Task instructions :: Only the lines from the one with "Keypoint placement: for each instance of the smartwatch, put" through the end of the data are wanted, copied exactly.

[Stored records]
+ + +

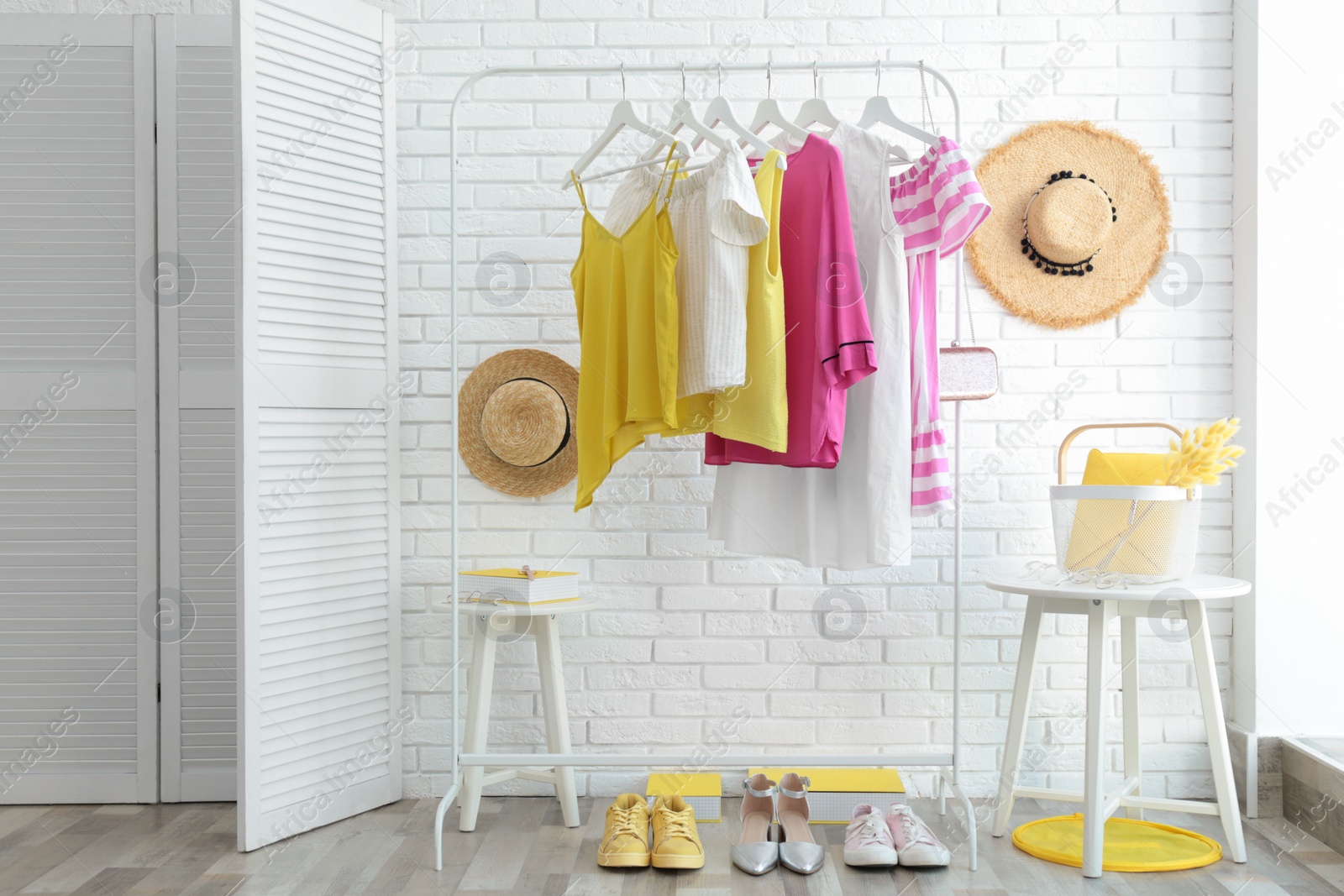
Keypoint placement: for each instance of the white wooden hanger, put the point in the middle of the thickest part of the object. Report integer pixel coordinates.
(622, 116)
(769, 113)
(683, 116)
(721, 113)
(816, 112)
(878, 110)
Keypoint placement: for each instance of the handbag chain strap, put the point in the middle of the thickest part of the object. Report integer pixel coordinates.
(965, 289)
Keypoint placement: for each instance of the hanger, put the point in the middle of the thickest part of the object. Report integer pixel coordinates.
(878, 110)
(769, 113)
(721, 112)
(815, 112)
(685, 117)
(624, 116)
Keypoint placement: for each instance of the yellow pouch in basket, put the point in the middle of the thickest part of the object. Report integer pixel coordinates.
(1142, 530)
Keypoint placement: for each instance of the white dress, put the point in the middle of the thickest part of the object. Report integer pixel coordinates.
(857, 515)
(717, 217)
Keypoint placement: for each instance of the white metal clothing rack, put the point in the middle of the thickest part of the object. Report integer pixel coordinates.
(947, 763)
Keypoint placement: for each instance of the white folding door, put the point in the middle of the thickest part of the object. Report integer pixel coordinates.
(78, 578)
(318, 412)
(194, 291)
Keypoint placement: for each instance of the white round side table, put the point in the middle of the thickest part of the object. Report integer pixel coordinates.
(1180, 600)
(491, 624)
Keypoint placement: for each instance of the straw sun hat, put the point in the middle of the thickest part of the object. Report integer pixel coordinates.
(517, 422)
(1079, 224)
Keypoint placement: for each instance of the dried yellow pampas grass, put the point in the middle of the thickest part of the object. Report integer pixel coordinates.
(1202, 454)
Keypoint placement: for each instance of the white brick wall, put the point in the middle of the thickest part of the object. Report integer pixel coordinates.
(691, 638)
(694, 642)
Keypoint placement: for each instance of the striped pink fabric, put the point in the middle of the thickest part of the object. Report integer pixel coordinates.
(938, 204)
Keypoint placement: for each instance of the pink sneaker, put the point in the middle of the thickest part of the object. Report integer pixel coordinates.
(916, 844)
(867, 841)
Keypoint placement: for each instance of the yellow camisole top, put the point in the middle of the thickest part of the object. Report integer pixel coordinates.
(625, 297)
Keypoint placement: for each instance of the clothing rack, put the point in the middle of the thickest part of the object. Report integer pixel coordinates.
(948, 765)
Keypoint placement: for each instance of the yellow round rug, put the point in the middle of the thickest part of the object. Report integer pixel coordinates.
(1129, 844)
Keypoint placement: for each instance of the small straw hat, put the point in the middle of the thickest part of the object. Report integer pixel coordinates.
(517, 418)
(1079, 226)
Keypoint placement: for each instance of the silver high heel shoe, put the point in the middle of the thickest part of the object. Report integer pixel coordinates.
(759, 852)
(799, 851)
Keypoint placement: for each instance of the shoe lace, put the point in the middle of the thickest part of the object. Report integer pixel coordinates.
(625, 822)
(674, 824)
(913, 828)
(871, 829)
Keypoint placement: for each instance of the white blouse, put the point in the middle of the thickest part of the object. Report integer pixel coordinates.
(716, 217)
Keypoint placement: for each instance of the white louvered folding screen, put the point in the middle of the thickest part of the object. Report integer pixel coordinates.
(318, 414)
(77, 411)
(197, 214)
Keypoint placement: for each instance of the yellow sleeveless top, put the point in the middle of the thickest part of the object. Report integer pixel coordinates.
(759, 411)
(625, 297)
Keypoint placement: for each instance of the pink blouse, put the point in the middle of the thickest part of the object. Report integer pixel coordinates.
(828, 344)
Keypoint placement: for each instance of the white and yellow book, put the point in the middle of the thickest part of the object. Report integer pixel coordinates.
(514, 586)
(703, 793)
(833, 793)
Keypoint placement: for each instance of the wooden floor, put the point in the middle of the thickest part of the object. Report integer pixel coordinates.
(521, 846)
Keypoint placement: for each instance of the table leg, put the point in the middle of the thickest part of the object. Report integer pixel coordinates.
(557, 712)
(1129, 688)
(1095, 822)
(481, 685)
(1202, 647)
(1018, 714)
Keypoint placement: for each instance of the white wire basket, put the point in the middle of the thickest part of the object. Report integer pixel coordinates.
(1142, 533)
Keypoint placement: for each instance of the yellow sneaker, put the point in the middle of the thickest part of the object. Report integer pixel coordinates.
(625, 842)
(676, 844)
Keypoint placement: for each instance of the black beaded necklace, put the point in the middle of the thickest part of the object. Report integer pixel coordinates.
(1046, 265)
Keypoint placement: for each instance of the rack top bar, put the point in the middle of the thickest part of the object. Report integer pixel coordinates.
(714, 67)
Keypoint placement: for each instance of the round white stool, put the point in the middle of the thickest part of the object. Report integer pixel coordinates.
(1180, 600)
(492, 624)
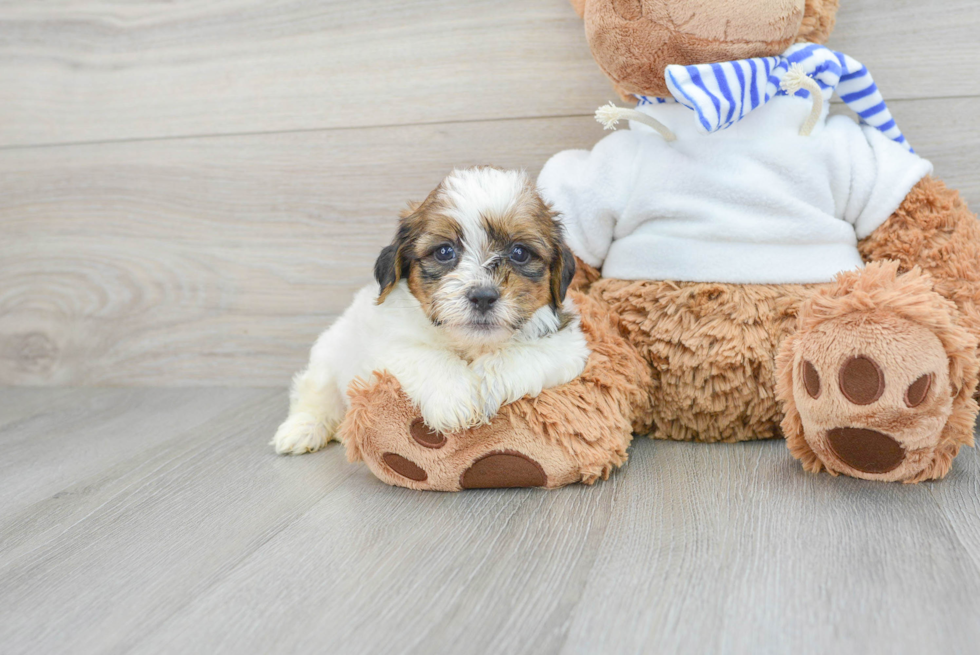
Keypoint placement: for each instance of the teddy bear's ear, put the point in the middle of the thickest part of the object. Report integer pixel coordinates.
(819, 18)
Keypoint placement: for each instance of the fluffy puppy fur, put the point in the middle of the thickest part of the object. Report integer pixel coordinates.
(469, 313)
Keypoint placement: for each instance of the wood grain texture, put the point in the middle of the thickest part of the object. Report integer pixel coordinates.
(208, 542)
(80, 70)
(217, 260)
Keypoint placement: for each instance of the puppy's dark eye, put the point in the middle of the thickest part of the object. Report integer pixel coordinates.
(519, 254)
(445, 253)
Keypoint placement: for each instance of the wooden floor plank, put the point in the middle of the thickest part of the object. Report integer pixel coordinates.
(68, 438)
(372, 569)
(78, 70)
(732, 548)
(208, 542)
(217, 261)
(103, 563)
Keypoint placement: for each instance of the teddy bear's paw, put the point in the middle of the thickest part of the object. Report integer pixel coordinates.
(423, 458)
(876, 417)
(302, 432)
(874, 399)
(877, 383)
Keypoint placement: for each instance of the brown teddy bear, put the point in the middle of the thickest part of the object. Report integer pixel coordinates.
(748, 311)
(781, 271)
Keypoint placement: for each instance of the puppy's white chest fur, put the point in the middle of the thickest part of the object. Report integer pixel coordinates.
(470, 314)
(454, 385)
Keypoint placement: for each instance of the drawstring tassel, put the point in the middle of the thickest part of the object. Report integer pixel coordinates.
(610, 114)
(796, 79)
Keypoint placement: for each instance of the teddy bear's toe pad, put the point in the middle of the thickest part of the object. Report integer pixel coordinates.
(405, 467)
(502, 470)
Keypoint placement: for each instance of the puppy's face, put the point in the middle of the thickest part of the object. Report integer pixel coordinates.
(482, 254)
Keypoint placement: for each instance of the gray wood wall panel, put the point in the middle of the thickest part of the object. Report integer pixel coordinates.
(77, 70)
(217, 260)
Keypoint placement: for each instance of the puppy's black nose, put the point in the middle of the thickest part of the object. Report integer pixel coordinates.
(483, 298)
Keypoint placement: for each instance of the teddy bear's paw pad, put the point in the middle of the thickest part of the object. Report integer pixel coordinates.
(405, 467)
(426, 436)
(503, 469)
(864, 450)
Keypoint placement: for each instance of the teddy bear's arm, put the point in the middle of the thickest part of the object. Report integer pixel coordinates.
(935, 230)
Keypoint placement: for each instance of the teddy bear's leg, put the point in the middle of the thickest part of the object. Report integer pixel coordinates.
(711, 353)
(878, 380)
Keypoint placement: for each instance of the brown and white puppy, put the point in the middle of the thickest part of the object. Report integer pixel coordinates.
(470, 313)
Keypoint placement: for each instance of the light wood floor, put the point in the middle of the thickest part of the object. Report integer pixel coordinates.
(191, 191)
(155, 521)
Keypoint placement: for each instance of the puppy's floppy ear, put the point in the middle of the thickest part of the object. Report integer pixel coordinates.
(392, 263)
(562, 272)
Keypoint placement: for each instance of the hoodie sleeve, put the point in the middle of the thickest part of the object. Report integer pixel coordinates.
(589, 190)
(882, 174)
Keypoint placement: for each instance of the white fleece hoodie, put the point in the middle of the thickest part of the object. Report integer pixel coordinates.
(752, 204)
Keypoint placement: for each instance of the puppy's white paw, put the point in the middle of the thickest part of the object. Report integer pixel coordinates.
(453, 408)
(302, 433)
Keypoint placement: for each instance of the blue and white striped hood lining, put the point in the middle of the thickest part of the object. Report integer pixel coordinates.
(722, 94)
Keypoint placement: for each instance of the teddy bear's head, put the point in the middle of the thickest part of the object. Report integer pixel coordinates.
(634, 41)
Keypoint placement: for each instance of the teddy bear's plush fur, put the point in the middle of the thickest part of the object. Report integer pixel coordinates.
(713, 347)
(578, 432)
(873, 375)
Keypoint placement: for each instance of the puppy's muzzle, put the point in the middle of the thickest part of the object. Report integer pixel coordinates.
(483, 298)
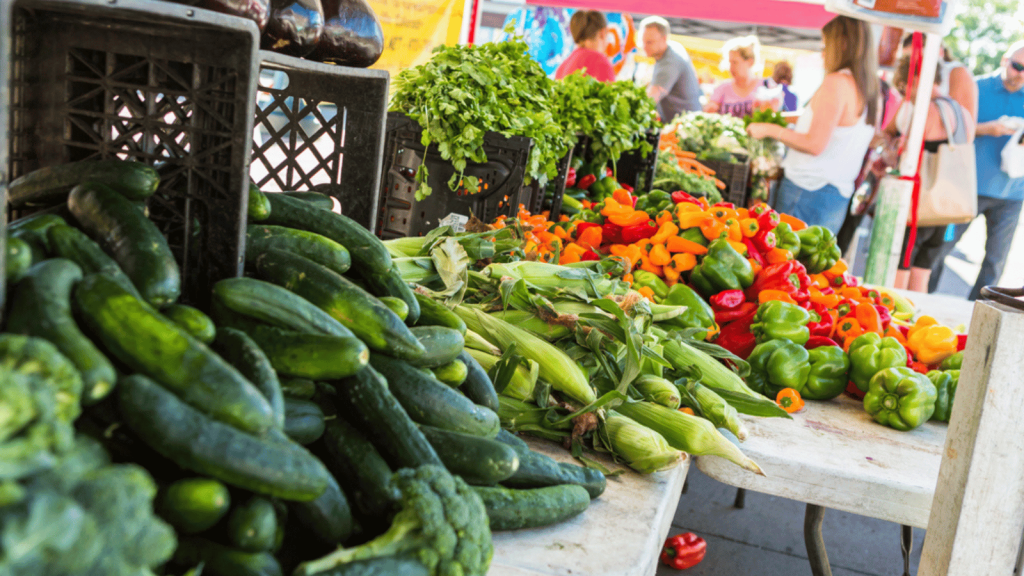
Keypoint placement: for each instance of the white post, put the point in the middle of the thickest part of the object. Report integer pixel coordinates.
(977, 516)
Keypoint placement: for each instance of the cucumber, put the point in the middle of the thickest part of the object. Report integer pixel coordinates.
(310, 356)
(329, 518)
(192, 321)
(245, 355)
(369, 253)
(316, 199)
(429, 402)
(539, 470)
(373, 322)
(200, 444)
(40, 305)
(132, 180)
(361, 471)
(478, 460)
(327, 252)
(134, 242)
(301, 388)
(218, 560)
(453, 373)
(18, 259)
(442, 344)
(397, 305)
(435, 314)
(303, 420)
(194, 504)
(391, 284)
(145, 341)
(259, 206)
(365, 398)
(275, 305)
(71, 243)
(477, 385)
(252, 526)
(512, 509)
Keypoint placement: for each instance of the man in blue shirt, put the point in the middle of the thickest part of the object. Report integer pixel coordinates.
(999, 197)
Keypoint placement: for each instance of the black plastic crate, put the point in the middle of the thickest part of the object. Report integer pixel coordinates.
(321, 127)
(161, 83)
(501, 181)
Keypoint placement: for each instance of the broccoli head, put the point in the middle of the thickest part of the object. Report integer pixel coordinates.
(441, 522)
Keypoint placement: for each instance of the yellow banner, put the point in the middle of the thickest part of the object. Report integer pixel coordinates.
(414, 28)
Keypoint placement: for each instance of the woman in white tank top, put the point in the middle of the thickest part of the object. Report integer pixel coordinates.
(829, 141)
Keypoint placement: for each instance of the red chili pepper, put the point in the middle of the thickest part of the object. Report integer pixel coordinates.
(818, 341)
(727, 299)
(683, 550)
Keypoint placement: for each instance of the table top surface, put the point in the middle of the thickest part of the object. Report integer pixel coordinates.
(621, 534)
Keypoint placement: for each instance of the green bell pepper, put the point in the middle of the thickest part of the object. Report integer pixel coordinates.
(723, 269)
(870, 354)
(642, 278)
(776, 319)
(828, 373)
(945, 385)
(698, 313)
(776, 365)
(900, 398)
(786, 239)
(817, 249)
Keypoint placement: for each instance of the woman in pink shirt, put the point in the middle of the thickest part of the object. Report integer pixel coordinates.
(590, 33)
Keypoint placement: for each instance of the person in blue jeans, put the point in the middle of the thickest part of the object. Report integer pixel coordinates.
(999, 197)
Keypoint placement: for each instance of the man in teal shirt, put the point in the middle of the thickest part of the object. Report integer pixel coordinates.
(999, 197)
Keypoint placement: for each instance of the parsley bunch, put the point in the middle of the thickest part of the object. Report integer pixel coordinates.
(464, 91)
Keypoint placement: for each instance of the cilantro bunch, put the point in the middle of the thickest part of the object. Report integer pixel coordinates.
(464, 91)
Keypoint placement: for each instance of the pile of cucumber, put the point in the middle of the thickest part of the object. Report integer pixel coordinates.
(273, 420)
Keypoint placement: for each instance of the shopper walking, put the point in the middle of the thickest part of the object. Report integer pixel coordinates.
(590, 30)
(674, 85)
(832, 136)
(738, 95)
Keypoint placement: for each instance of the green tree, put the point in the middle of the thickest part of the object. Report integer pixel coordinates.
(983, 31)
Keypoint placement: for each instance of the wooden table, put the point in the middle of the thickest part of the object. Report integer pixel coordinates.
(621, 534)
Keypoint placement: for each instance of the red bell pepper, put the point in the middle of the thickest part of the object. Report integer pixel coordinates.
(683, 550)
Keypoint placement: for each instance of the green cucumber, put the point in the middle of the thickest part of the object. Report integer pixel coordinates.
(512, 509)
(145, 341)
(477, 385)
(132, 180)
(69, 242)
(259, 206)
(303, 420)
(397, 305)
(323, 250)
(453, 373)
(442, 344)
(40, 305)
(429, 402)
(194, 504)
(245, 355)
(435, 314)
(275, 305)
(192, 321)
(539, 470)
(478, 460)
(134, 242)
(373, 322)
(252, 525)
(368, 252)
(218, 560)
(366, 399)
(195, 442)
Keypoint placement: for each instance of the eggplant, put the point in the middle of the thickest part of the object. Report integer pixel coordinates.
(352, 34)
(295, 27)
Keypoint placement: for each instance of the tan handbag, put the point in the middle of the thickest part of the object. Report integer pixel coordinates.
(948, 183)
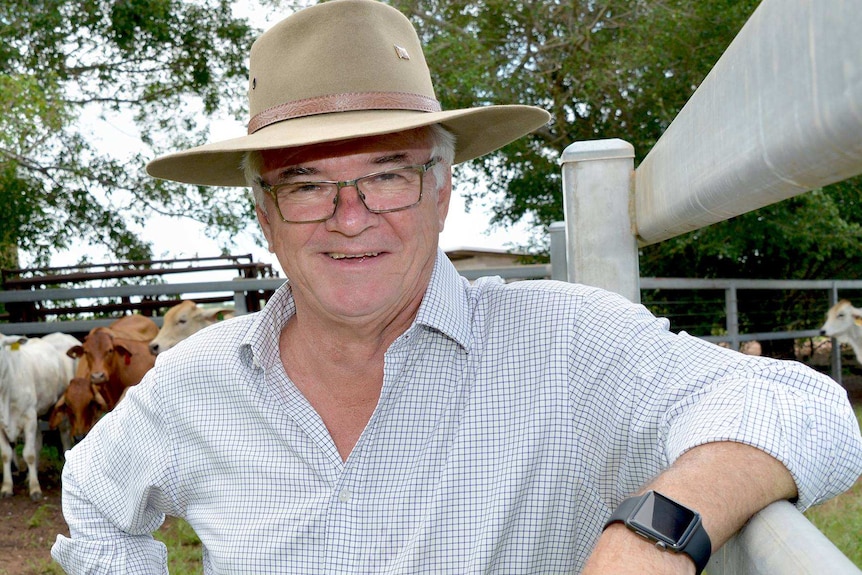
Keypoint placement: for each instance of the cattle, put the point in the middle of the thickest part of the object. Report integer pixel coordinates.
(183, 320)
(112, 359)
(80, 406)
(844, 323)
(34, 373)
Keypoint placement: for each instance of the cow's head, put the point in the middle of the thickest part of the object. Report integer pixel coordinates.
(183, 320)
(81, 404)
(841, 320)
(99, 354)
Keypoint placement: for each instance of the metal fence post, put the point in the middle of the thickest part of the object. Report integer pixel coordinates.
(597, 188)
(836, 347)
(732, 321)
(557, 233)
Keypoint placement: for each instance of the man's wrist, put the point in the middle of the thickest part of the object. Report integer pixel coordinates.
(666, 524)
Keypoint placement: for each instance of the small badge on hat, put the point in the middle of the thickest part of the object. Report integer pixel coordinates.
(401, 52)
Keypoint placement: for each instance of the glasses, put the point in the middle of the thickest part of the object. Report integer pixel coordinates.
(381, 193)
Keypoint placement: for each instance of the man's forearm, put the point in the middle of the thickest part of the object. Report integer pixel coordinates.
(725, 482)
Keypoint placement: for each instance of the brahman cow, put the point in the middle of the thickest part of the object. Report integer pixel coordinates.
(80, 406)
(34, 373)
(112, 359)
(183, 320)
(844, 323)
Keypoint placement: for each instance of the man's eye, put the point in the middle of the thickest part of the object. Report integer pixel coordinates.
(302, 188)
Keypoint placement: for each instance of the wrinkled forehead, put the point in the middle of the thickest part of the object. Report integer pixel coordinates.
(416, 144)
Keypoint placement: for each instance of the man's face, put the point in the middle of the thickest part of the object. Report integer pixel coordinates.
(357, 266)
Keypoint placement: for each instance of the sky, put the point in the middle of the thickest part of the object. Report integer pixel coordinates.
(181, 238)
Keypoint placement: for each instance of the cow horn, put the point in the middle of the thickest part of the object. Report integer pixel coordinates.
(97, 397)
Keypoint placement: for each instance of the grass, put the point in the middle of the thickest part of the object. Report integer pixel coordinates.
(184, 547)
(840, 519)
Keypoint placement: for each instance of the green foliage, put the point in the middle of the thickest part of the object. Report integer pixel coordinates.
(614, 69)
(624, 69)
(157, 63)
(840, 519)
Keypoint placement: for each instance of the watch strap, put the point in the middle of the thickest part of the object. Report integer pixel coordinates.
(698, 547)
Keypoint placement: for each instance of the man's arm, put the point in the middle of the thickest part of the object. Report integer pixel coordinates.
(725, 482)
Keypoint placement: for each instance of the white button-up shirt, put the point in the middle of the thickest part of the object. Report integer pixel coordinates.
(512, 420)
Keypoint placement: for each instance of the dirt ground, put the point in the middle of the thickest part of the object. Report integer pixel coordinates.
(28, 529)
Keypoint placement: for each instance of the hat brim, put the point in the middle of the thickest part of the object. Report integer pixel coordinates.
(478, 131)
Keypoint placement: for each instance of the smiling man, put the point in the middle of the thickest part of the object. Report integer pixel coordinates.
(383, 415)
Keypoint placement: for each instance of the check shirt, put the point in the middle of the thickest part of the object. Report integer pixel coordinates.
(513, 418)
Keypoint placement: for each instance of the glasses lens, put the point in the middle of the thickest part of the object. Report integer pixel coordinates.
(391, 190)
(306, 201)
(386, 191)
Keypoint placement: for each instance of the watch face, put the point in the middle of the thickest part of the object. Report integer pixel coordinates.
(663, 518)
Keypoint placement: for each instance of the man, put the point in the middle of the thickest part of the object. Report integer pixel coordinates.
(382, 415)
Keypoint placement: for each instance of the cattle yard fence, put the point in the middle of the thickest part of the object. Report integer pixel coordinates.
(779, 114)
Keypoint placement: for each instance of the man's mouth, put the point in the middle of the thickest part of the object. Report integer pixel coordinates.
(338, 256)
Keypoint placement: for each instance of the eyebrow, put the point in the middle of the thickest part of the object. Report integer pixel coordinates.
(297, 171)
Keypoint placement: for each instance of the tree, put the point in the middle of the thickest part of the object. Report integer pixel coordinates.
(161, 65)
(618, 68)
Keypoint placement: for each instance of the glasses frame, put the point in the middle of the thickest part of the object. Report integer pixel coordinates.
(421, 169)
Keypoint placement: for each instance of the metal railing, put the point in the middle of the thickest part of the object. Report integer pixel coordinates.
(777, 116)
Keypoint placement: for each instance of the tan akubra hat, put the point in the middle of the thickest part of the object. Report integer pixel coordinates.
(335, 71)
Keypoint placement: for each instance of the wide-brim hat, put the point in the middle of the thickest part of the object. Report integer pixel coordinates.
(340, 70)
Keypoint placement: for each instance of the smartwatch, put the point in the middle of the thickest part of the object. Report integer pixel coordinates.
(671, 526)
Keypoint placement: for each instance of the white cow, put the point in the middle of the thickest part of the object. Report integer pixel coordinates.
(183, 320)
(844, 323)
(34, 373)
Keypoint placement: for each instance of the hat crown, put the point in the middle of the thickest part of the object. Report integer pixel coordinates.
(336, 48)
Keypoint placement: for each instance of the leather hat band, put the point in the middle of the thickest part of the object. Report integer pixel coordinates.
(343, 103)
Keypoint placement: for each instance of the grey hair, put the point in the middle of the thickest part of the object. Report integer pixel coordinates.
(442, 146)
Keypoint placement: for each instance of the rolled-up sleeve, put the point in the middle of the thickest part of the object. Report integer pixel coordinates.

+ + +

Output of the task ::
Keypoint placement: for each instance of the smartwatch, put the point in the middle of the thickest part of the object. Report integer pixel coordinates.
(671, 526)
Keypoint placement: for each instance of the white cow, put the point in the middle of the thickest part of the object. Report integer pixel coordinates.
(183, 320)
(844, 323)
(34, 373)
Keypoint placement: for each instance of the hat crown, put the point in the middle of the thickest part of the object. Report integer pixel coordinates.
(336, 48)
Keypoint placement: for each instance of the leather hat band, put the point in the middle of the thickest part of the object. Report integer pixel coordinates.
(343, 103)
Keypoint placement: for each instance of the grey hair, put the point in the middle of the thickest part of the object. Report integer pixel coordinates.
(442, 146)
Keypoint placement: for each instance of the rolled-up sleeve, put the point in the middle of the thickest part of the object. Report integer pixel coordinates.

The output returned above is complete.